◆ **Work to do**
Report each line of the entries below that contains the string "canopy". Matching is case-sensitive.

◆ **Excerpts from a point labeling dataset**
--

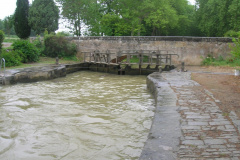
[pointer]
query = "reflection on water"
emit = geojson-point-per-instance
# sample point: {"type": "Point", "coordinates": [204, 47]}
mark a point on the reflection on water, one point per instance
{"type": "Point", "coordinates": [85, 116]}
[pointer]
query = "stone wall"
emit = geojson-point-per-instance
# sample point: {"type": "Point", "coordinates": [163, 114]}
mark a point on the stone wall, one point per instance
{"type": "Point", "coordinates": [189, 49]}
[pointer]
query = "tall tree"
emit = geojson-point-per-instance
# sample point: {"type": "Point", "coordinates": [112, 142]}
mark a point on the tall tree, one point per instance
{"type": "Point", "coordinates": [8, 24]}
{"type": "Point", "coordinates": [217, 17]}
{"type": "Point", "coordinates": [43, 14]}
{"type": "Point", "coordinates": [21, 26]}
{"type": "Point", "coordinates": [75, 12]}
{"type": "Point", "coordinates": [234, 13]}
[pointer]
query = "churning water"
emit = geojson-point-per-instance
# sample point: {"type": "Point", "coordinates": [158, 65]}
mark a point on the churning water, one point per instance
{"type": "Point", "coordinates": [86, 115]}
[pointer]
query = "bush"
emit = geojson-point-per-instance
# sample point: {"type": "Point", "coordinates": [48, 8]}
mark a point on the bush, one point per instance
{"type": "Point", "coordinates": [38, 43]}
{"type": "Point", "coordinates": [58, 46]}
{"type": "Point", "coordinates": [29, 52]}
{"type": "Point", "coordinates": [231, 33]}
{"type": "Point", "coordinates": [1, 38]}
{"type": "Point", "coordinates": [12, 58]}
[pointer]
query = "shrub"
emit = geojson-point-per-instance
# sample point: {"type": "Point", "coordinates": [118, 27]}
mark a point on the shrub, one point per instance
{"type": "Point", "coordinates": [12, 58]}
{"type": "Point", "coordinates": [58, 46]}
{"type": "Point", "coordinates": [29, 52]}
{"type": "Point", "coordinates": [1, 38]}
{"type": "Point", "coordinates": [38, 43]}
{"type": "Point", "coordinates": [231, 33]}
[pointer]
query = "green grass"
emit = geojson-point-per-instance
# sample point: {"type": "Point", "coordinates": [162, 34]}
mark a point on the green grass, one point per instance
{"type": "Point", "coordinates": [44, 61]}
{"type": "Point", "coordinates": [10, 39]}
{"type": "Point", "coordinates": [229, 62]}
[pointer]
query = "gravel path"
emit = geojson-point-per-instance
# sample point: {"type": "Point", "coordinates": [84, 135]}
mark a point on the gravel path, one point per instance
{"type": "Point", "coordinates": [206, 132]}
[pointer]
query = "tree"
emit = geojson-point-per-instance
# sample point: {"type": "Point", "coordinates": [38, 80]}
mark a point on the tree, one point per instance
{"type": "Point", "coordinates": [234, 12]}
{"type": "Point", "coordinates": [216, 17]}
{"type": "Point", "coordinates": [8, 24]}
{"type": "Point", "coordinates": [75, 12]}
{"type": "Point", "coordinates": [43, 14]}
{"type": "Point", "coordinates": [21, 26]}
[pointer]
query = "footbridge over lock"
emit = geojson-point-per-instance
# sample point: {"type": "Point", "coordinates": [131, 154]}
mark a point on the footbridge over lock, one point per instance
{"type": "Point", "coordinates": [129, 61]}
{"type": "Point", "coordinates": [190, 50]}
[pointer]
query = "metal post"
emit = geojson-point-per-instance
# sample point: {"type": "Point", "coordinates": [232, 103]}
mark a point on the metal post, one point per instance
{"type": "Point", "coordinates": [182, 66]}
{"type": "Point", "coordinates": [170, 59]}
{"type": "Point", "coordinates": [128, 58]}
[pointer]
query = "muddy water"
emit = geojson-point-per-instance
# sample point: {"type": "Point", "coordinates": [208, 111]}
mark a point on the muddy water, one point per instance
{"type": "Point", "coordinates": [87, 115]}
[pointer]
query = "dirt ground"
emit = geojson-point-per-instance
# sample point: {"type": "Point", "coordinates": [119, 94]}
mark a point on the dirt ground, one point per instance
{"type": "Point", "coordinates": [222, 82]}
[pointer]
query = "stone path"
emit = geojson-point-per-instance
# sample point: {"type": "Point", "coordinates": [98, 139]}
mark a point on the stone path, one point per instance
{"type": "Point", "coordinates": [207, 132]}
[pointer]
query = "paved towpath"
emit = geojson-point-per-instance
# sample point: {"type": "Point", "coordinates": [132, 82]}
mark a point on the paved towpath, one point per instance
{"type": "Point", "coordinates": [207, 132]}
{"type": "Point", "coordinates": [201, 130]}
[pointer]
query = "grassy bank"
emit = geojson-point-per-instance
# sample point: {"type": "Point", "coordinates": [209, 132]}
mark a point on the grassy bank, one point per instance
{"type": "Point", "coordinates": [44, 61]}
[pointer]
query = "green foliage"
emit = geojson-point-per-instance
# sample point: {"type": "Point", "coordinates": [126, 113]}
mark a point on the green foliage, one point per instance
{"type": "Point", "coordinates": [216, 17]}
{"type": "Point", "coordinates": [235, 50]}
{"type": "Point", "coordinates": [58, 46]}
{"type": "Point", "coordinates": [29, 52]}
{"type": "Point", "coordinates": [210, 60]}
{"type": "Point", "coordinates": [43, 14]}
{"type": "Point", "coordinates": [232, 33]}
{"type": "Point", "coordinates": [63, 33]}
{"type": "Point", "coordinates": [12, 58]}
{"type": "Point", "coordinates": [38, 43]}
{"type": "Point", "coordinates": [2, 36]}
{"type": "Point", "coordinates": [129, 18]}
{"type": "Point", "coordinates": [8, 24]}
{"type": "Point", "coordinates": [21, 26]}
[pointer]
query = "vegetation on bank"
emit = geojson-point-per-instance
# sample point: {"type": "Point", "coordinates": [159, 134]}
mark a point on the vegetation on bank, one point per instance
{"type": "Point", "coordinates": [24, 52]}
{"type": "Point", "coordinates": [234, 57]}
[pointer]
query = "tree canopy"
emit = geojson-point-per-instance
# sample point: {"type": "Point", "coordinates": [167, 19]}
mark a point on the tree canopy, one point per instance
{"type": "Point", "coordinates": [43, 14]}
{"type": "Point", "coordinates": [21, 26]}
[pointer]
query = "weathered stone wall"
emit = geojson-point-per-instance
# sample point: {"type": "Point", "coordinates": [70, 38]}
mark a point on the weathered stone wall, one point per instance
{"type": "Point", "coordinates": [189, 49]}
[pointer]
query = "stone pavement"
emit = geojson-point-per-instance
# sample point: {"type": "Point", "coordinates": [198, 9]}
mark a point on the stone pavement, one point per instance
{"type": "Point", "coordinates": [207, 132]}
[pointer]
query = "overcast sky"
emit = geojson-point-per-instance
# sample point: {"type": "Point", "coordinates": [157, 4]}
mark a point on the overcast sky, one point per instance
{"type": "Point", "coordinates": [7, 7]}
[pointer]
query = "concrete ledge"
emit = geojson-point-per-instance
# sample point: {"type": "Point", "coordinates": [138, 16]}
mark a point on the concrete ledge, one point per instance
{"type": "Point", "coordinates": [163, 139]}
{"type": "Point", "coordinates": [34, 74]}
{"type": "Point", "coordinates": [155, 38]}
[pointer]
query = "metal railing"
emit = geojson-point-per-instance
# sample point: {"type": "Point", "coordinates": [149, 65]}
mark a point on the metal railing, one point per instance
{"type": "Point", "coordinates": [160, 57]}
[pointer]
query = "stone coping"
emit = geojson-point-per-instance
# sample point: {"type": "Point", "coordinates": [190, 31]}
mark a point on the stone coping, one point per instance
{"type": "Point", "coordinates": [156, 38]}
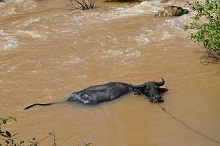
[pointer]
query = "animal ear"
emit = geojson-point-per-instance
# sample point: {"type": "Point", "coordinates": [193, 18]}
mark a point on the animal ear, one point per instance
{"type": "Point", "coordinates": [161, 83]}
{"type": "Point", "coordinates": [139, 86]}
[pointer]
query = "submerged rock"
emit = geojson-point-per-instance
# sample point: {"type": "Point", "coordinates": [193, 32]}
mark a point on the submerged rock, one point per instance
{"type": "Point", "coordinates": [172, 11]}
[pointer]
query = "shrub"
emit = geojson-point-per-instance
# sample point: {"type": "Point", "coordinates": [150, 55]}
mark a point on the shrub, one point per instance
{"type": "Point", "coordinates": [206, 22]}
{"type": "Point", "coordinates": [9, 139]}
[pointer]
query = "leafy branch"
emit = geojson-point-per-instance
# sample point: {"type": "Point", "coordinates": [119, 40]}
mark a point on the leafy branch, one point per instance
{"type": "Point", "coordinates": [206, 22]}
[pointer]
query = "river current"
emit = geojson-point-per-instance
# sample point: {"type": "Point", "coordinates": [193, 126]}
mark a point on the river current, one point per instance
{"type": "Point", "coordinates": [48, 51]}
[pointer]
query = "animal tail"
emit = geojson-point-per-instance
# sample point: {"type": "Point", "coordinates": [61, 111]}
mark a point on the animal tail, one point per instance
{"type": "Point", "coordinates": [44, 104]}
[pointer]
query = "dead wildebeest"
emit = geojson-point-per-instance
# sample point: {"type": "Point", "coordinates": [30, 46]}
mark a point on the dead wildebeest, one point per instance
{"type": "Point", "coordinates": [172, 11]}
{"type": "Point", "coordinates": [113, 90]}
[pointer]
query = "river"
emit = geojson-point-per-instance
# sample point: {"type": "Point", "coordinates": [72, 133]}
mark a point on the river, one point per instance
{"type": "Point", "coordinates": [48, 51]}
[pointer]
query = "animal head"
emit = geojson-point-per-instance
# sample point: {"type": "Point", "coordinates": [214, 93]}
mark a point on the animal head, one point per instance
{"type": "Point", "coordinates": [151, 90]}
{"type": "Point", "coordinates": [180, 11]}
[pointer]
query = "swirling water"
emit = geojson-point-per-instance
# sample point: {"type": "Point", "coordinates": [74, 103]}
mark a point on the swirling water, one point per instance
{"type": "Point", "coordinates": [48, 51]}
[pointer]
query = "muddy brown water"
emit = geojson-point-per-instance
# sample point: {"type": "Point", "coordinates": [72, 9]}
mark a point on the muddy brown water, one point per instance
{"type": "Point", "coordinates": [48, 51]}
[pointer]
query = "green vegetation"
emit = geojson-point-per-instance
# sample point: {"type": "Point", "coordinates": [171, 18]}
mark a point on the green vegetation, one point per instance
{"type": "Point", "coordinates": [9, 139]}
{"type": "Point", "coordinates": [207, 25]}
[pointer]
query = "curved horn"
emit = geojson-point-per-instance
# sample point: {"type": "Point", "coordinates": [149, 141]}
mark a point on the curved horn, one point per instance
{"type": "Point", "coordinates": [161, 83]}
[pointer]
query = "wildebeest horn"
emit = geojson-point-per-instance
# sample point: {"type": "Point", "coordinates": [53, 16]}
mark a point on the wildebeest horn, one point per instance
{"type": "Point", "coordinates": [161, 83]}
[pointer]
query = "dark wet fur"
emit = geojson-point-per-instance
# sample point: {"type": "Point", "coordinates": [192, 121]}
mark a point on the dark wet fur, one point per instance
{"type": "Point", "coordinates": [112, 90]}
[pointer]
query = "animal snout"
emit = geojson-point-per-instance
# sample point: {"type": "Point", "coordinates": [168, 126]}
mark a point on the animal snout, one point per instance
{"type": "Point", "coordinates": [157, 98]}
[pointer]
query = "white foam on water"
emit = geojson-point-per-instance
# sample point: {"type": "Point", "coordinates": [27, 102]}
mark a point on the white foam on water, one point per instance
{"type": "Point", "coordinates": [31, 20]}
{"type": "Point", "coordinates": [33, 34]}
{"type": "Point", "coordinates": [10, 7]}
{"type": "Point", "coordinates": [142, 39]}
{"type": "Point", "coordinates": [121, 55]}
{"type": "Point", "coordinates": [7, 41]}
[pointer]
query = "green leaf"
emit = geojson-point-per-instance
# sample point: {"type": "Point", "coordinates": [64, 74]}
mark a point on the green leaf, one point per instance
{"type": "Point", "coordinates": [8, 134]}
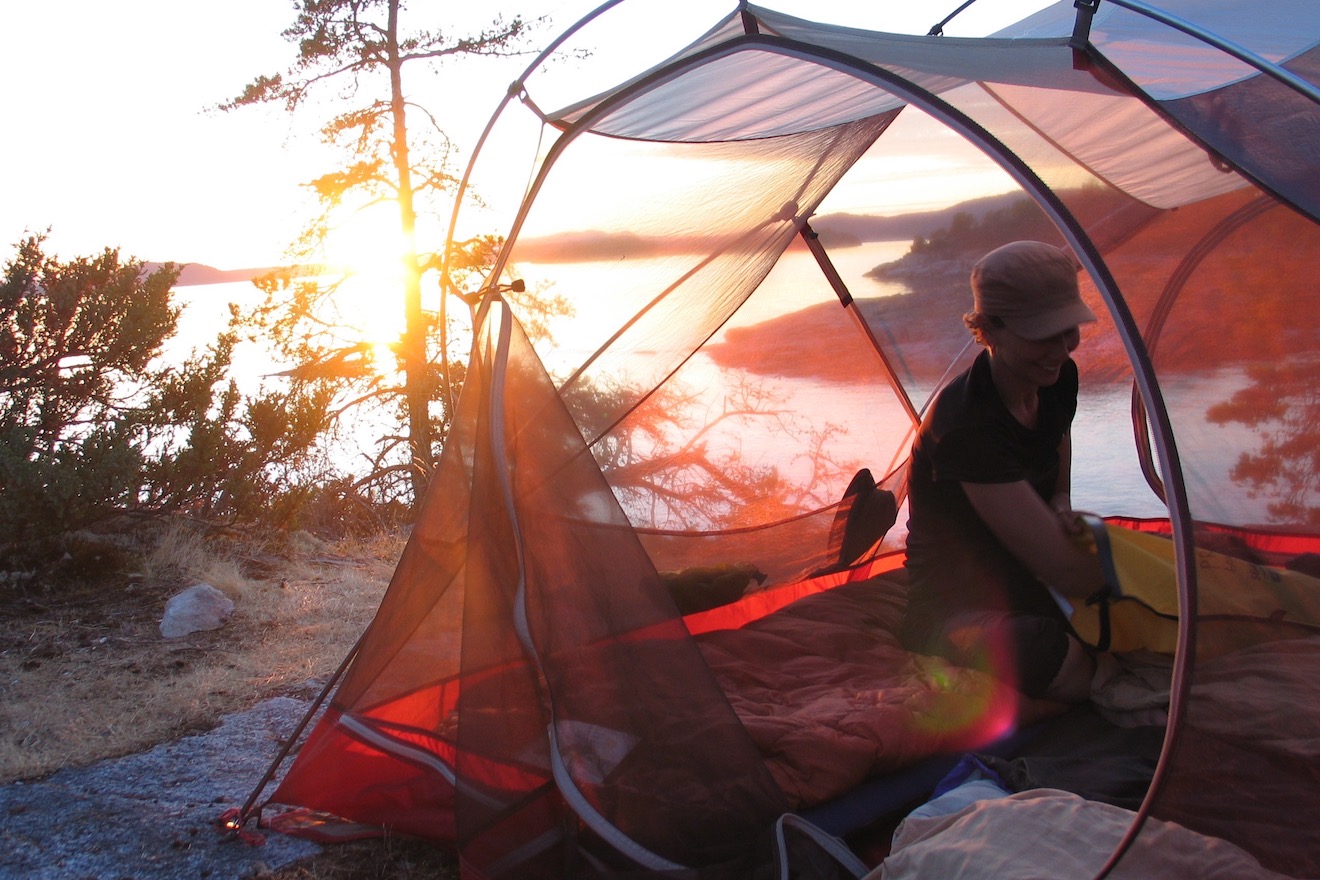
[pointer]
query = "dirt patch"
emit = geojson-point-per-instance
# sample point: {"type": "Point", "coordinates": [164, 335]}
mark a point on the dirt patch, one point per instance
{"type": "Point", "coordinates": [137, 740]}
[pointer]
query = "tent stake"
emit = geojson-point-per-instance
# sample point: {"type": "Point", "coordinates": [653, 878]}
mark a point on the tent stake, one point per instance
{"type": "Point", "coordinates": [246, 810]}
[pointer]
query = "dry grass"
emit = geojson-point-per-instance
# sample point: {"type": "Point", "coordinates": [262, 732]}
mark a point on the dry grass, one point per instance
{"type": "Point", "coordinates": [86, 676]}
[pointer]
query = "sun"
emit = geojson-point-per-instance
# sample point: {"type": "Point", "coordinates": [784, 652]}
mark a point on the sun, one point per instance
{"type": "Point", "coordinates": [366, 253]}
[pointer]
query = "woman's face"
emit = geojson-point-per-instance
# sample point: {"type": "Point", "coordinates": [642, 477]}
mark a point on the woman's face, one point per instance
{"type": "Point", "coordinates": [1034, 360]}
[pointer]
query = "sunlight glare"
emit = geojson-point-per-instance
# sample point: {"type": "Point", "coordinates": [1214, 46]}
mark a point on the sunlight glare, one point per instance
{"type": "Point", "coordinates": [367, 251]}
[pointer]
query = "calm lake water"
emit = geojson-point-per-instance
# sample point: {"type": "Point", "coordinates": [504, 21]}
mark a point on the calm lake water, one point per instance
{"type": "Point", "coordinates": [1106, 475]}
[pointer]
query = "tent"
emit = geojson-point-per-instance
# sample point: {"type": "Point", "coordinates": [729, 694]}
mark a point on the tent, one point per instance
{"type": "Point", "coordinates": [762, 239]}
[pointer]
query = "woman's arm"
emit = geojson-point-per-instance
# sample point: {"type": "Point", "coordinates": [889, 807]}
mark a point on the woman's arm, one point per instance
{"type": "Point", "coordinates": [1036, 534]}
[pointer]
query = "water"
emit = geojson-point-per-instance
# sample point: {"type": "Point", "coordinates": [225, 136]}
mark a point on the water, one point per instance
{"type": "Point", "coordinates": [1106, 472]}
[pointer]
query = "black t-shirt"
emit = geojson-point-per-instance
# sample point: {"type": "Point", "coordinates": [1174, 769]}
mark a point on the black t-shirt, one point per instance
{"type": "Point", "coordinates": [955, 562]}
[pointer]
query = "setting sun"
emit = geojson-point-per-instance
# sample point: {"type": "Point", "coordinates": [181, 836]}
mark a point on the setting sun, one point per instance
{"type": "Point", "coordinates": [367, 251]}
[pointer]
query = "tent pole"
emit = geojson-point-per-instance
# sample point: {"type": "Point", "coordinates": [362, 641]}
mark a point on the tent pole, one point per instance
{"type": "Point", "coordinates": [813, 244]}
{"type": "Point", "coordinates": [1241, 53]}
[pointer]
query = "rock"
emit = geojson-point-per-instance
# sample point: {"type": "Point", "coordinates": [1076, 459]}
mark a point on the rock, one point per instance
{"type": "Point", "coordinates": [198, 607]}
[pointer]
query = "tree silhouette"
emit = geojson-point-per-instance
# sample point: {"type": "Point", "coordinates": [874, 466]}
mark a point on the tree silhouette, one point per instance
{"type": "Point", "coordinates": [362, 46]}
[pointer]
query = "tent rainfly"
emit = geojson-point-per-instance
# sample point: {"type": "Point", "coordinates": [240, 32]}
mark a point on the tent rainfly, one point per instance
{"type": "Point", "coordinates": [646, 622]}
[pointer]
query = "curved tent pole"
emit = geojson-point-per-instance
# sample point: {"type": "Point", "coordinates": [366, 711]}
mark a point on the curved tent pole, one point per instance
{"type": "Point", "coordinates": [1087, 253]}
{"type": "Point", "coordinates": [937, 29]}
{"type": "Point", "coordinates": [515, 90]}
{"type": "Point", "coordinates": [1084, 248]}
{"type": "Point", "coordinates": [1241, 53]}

--

◆ **The answer**
query = "tree canopy"
mark a point on the tree canopy, one point per instance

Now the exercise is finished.